• **Dataset**
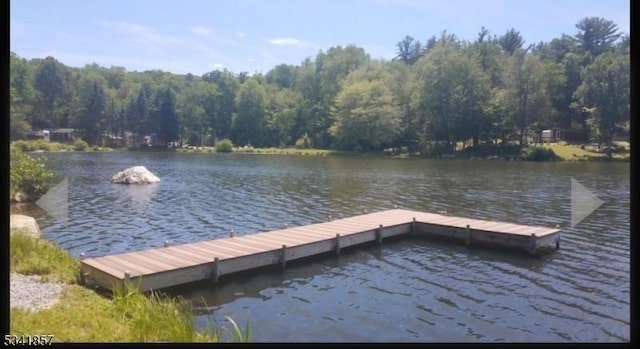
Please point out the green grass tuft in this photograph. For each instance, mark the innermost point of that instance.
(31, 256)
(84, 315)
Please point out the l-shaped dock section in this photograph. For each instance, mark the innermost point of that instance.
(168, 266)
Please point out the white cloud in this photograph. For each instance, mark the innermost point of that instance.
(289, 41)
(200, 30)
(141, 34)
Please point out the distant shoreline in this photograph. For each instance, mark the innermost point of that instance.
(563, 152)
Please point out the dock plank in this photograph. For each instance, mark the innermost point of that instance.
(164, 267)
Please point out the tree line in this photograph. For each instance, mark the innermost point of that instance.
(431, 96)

...

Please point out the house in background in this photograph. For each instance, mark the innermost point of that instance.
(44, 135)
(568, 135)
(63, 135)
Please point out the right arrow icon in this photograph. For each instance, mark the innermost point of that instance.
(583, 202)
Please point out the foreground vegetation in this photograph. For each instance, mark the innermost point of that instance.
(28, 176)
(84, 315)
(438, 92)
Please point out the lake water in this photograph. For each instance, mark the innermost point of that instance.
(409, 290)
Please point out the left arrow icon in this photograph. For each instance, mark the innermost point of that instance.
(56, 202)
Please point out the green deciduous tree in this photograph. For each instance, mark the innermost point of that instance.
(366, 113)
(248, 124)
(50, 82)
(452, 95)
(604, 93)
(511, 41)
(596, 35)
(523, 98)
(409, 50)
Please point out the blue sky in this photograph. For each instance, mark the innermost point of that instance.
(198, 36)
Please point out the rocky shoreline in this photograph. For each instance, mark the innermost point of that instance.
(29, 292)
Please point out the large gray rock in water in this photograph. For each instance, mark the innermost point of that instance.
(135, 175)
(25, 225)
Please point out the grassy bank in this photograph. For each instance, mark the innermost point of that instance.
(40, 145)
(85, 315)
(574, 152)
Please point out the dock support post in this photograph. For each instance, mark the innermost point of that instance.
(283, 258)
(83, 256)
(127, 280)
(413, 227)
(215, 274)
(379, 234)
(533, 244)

* * *

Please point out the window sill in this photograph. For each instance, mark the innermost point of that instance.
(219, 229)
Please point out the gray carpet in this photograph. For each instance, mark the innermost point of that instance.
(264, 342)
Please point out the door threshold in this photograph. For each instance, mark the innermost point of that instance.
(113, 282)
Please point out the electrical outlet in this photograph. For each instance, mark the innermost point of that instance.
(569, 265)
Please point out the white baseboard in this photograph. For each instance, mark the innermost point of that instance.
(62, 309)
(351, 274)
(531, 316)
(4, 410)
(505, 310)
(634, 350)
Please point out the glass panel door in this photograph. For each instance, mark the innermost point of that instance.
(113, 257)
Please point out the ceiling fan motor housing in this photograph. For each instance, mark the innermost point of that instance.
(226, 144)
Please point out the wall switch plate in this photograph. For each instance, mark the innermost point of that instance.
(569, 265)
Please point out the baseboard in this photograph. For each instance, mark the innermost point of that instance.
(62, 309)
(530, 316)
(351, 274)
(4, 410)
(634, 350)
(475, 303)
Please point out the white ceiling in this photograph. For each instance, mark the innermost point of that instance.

• **What you should do**
Find every line in the material above that contains the word "water", and copy each of those lines in full. Case counts, so match the capitalization exactly.

• **Output of the task**
Please point out the lake water in this photograph. For each instance, mark the innermost point of that instance.
Please point out the large gray rock in water in this photograph. For each instance, mark the innermost point of that instance.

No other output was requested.